Write down each entry again, exactly as it reads.

——————————

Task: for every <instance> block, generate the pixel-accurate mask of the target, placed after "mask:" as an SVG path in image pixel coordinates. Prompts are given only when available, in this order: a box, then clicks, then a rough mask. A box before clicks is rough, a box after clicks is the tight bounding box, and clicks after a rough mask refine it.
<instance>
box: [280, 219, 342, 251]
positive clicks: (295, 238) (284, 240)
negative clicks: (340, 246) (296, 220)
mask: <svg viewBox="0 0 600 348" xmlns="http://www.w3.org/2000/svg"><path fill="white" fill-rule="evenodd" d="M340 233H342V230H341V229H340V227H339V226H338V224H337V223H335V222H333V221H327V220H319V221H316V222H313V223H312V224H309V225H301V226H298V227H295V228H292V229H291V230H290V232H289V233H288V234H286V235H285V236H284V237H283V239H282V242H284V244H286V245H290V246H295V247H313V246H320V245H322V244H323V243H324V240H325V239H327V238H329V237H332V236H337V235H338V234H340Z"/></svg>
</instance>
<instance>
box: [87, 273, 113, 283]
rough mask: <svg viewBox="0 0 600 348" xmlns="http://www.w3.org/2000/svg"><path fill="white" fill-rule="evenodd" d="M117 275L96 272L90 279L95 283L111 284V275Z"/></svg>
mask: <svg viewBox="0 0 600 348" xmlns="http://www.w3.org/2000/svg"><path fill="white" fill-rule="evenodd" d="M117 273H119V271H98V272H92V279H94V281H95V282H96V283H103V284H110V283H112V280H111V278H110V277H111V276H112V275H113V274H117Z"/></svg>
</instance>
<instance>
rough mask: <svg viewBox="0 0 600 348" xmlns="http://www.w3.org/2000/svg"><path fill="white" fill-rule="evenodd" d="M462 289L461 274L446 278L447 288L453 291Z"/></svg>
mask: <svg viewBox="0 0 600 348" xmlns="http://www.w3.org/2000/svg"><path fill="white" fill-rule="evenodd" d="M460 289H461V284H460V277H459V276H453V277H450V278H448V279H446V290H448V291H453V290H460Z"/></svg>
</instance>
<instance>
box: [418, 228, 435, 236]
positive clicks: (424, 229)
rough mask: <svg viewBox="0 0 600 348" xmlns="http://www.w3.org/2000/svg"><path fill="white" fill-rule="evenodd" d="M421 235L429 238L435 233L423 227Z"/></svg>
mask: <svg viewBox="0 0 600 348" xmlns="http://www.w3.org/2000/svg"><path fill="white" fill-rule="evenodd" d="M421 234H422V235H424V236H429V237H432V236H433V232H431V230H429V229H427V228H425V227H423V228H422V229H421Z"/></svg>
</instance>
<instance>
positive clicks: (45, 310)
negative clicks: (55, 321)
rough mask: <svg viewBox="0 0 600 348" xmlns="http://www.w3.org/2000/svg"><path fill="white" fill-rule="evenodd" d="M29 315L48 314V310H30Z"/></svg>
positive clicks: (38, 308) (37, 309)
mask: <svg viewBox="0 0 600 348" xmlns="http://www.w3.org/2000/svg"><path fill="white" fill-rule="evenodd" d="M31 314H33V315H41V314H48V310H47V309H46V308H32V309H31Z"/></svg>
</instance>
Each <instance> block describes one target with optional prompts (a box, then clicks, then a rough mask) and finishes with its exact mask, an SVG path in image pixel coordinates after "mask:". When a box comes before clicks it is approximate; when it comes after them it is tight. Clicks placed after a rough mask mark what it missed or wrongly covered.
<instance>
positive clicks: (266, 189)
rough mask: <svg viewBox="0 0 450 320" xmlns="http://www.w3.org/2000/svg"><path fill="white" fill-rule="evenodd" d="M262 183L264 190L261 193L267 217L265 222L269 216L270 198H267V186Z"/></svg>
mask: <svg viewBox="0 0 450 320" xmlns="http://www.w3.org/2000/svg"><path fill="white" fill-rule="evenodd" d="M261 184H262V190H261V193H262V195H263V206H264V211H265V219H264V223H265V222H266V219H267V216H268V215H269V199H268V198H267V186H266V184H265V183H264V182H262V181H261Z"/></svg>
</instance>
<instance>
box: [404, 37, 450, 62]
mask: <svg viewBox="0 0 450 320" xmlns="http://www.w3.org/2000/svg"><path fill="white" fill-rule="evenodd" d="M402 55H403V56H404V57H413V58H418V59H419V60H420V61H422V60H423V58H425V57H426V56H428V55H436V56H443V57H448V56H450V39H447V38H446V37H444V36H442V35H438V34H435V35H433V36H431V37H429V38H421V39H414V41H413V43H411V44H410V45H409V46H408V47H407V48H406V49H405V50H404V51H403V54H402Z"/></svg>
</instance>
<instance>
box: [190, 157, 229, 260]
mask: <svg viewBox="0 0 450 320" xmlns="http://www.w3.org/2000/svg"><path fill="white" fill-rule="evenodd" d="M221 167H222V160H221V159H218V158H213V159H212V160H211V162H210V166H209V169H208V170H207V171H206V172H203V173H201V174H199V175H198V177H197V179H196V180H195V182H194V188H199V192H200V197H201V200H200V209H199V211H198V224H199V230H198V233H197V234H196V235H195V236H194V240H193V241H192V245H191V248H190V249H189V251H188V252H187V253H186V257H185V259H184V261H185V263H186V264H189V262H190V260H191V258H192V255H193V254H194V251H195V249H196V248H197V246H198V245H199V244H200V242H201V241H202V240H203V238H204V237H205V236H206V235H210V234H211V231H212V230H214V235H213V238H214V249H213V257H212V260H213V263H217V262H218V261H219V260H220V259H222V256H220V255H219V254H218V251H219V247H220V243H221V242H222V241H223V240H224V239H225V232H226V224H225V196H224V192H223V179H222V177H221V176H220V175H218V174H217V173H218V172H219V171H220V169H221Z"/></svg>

——————————

**SOLUTION TO THE PROBLEM**
Task: for every <instance> block, generate the pixel-accurate mask of the target, placed after "mask:" as an SVG path in image pixel coordinates. Prompts are given only when available, in this order: a box, then clicks, then a rough mask. A box before clicks is rough, a box after clicks is the tight bounding box, and clicks after a rough mask refine it.
<instance>
box: [280, 219, 342, 251]
positive clicks: (295, 238) (284, 240)
negative clicks: (340, 246) (296, 220)
mask: <svg viewBox="0 0 600 348" xmlns="http://www.w3.org/2000/svg"><path fill="white" fill-rule="evenodd" d="M340 233H342V230H341V229H340V227H339V226H338V224H337V223H335V222H333V221H327V220H319V221H316V222H313V223H312V224H309V225H301V226H298V227H295V228H292V229H291V230H290V232H289V233H288V234H286V235H285V236H284V237H283V239H282V242H284V244H286V245H290V246H295V247H313V246H320V245H322V244H323V243H324V240H325V239H327V238H329V237H332V236H337V235H338V234H340Z"/></svg>
</instance>
<instance>
box: [87, 273, 113, 283]
rough mask: <svg viewBox="0 0 600 348" xmlns="http://www.w3.org/2000/svg"><path fill="white" fill-rule="evenodd" d="M117 275L96 272L90 279L95 283L111 284V275Z"/></svg>
mask: <svg viewBox="0 0 600 348" xmlns="http://www.w3.org/2000/svg"><path fill="white" fill-rule="evenodd" d="M117 273H119V271H98V272H92V279H94V281H95V282H96V283H103V284H110V283H112V280H111V278H110V277H111V276H112V275H113V274H117Z"/></svg>
</instance>
<instance>
rough mask: <svg viewBox="0 0 600 348" xmlns="http://www.w3.org/2000/svg"><path fill="white" fill-rule="evenodd" d="M462 289L461 274L446 278L447 288L453 291Z"/></svg>
mask: <svg viewBox="0 0 600 348" xmlns="http://www.w3.org/2000/svg"><path fill="white" fill-rule="evenodd" d="M460 289H461V284H460V277H459V276H453V277H450V278H448V279H446V290H448V291H453V290H460Z"/></svg>
</instance>
<instance>
box: [418, 228, 435, 236]
positive clicks: (424, 229)
rough mask: <svg viewBox="0 0 600 348" xmlns="http://www.w3.org/2000/svg"><path fill="white" fill-rule="evenodd" d="M421 235L429 238L435 233L423 227Z"/></svg>
mask: <svg viewBox="0 0 600 348" xmlns="http://www.w3.org/2000/svg"><path fill="white" fill-rule="evenodd" d="M421 234H422V235H424V236H429V237H432V236H433V232H431V230H429V229H427V228H425V227H423V228H422V229H421Z"/></svg>
</instance>
<instance>
positive clicks: (45, 310)
negative clicks: (55, 321)
rough mask: <svg viewBox="0 0 600 348" xmlns="http://www.w3.org/2000/svg"><path fill="white" fill-rule="evenodd" d="M29 315L48 314V310H30Z"/></svg>
positive clicks: (38, 308) (37, 309)
mask: <svg viewBox="0 0 600 348" xmlns="http://www.w3.org/2000/svg"><path fill="white" fill-rule="evenodd" d="M31 314H33V315H41V314H48V310H47V309H46V308H32V309H31Z"/></svg>
</instance>
Each <instance> block describes one target with optional prompts (a box, then clicks, then a rough mask) and finishes with its exact mask, an SVG path in image pixel coordinates after "mask:". When a box comes before clicks it is approximate; when it comes after them it is tight. Clicks placed after a rough mask mark what it missed or wrongly covered.
<instance>
positive clicks: (266, 189)
rough mask: <svg viewBox="0 0 450 320" xmlns="http://www.w3.org/2000/svg"><path fill="white" fill-rule="evenodd" d="M262 183L264 190L261 193L267 217L265 222L269 216L270 198H267V186Z"/></svg>
mask: <svg viewBox="0 0 450 320" xmlns="http://www.w3.org/2000/svg"><path fill="white" fill-rule="evenodd" d="M261 184H262V190H261V193H262V195H263V206H264V211H265V219H264V223H265V222H266V219H267V216H268V215H269V199H268V198H267V186H266V184H265V183H264V182H262V181H261Z"/></svg>
</instance>
<instance>
box: [404, 37, 450, 62]
mask: <svg viewBox="0 0 450 320" xmlns="http://www.w3.org/2000/svg"><path fill="white" fill-rule="evenodd" d="M402 55H403V56H404V57H413V58H418V59H419V60H420V61H422V60H423V58H425V57H426V56H428V55H436V56H443V57H448V56H450V39H447V38H446V37H444V36H442V35H438V34H435V35H433V36H431V37H429V38H421V39H414V41H413V43H411V44H410V45H409V46H408V47H407V48H406V49H405V50H404V51H403V54H402Z"/></svg>
</instance>
<instance>
box: [190, 157, 229, 260]
mask: <svg viewBox="0 0 450 320" xmlns="http://www.w3.org/2000/svg"><path fill="white" fill-rule="evenodd" d="M221 167H222V160H221V159H218V158H213V159H212V160H211V162H210V166H209V169H208V170H207V171H206V172H203V173H201V174H199V175H198V177H197V179H196V180H195V182H194V188H199V192H200V197H201V200H200V209H199V211H198V224H199V230H198V233H197V234H196V235H195V236H194V240H193V241H192V245H191V248H190V249H189V251H188V252H187V253H186V257H185V259H184V261H185V263H186V264H189V262H190V260H191V258H192V255H193V254H194V251H195V249H196V248H197V246H198V245H199V244H200V242H201V241H202V240H203V238H204V237H205V236H206V235H210V234H211V231H212V230H214V235H213V238H214V249H213V257H212V260H213V263H217V262H218V261H219V260H220V259H222V256H220V255H219V254H218V251H219V247H220V243H221V242H222V241H223V240H224V239H225V232H226V224H225V196H224V192H223V179H222V177H221V176H220V175H218V174H217V173H218V172H219V171H220V169H221Z"/></svg>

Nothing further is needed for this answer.